REQUIREMENT: Please copy out the material below, changing every "Practice" to "Exercise" and keeping everything else the same.

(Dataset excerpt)
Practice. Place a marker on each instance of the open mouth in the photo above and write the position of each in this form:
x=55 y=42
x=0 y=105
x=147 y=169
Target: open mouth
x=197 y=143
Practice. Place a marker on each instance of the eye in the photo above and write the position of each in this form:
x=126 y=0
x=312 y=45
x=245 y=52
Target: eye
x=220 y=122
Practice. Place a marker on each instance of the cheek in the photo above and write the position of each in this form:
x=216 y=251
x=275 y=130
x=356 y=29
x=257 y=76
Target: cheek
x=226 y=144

WRITTEN REPLY:
Exercise. Place a marker on each instance of the open mouth in the photo above and write the position of each in this form:
x=55 y=42
x=0 y=105
x=147 y=169
Target: open mouth
x=197 y=143
Exercise. Place a marker on each instance of the eye in the photo above and write the position of each in this form:
x=126 y=0
x=312 y=45
x=245 y=52
Target: eye
x=220 y=122
Exercise. Place a marker on each instance of the cheek in the photo above and write the position of each in this form:
x=216 y=251
x=275 y=130
x=356 y=29
x=257 y=76
Target: cheek
x=226 y=144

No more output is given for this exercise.